== Page

The Yankees are out of chances to turn their season around. When the second “half” begins on Thursday, they have to win games at an incredible pace or they won’t reach the postseason.
Here are 10 thoughts on the Yankees.
1. I went to the first game of the Subway Series. Why? Like I wrote after the Yankees were swept by the Red Sox in Boston, I still think there is time (though not much) to turn it around. Again, I’m like Rudy’s fellow scout team member in Rudy who tells him, “I’m under the delusion that I might get a chance to run out that tunnel.”
What a mistake that was going to the game. The Yankees produced yet another piss poor, disgusting effort and when I walked out of the Stadium during the top of the sixth, the Yankees had allowed five runs in the inning, were losing 8-0 and the offense hadn’t produced a single hit. I was back home before the game ended and felt sorry for the thousands of Yankees fans who decided to stay through the end of the team’s latest slopfest.
2. The following day, on the Fourth of July, the Yankees might as well have been playing spring training games given how much I was into a Subway Series doubleheader. I couldn’t have cared less about watching Sunday’s comical seven-inning doubleheaders. There are sold-out stadiums across the league and the Stadium had 40,000-plus people on Saturday, and yet the league can’t play actual full-length games? It’s a joke.
Thankfully, I didn’t give a shit if the Yankees won the first game on Sunday because they didn’t. Gerrit Cole let everyone down once again and given his performance in that game and over the last month it seemed like he might be a huge problem going forward if unable to use sun screen or Vaseline or Spider Tack or Silly Putty or Play-Doh to get outs. Thankfully, he put the idea he can’t pitch without some foreign substance to rest with his dominant start against the Astros over the weekend.
3. Unfortunately, about 19 hours later, Cole’s complete-game, 12-strikeout start was erased by his manager’s inability to make even the most elementary decisions as a major league manager. Boone pissed away a five-run, ninth-inning lead in the series and first “half” finale, as the Yankees fell to 3-9 when they have a chance to sweep.
“It’s another gut punch, and we’ve had a number of those, obviously, here in the first half,” Boone said after the loss. “We’ve gotten off the mat each and every time and we’ve gotta do it again and understand what’s at stake starting Thursday.”

====
== Source excerpt

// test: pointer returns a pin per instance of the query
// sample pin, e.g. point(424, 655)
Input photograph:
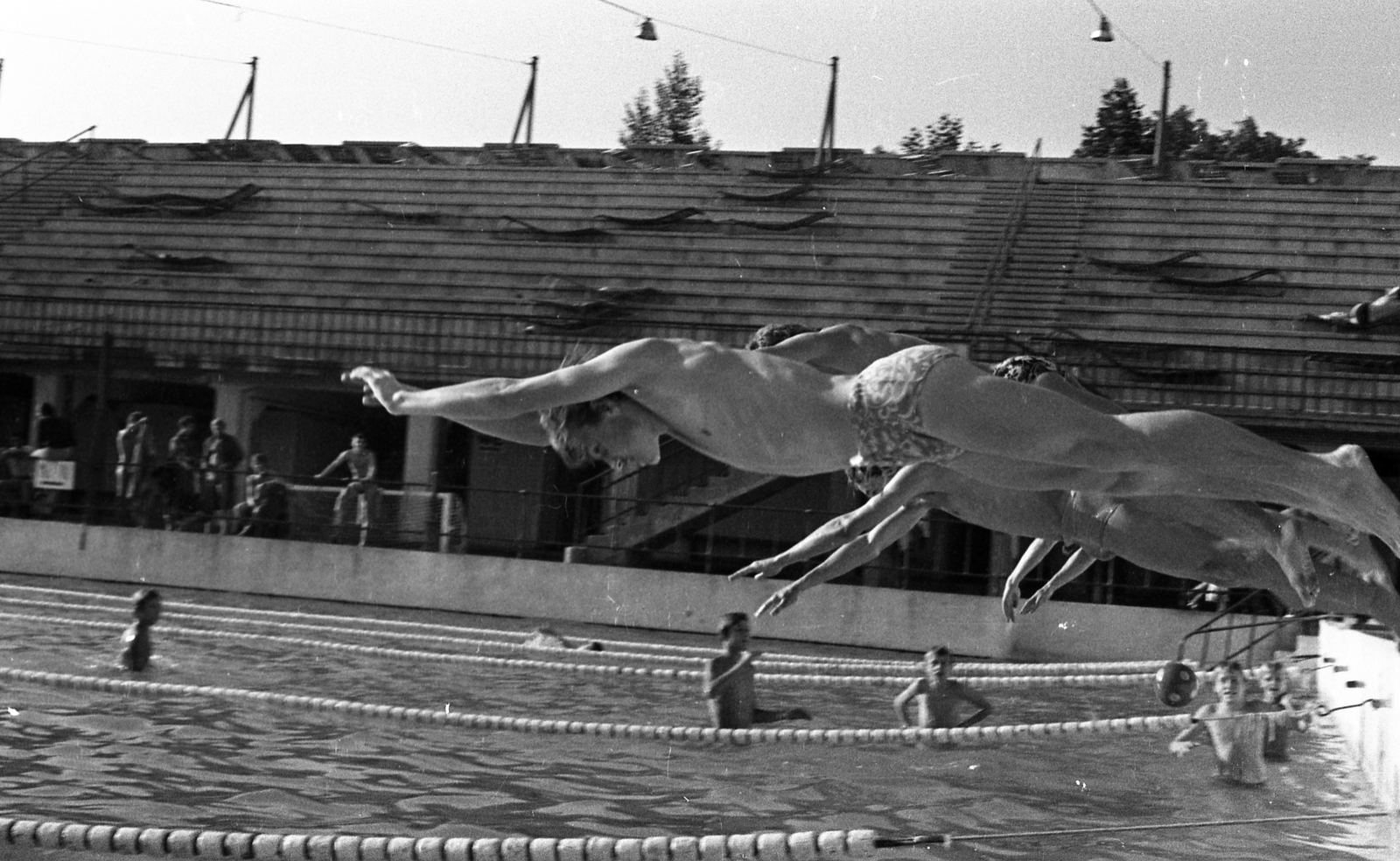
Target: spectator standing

====

#### Written tasks:
(1) In the Yankees post, what was the score when the writer walked out of the Stadium during the top of the sixth?
(2) Pick up the Yankees post right after Boone's quote and write the next part in the same voice.

#### Responses to the tasks:
(1) The Yankees were losing 8-0.

(2)
The amount of gut punches the Yankees have taken would cause irreparable harm, internal bleeding and possibly death. I guess that’s why they’re on the brink of no longer having a season.
When exactly have the Yankees “gotten off the mat’ from the guy punches they have taken. They are three games over .500, have the fourth-worst offense in the AL and a plus-1 run differential. They have been down on the mat all season.
4. With a five-run lead in the ninth, Boone stuck with Domingo German who had used as a reliever in the game. German allowed two baserunners to begin the ninth and with runners on second and third and no outs, Boone turned to Chad Green. Why not Aroldis Chapman, the highest-paid closer in the history of baseball?
“I want to pick those situations where Chapman gets a clean outing under his belt,” Boone said about his closer who has allowed 14 earned runs in his last 6 2/3 innings. “Once it became a save situation I wanted to go with Greeny.”
A five-run, ninth-inning lead is about as perfect of a soft landing spot for a pitcher who hasn’t been able to get anyone out for the last month like Chapman, no matter the opponent. If Chapman can’t get three outs before giving up five runs having only pitched twice in the last 12 days, then there’s no place for him on the Yankees, owed money or not. Instead of going to Chapman, Boone went with Green, and didn’t go to him until the score represented a “save situation.” Yes, the Yankees manager made his final bullpen decision on Sunday based on a meaningless stat.
Sunday was July 11. Over the previous week, Green had pitched in four games, including both games of the July 4 doubleheader.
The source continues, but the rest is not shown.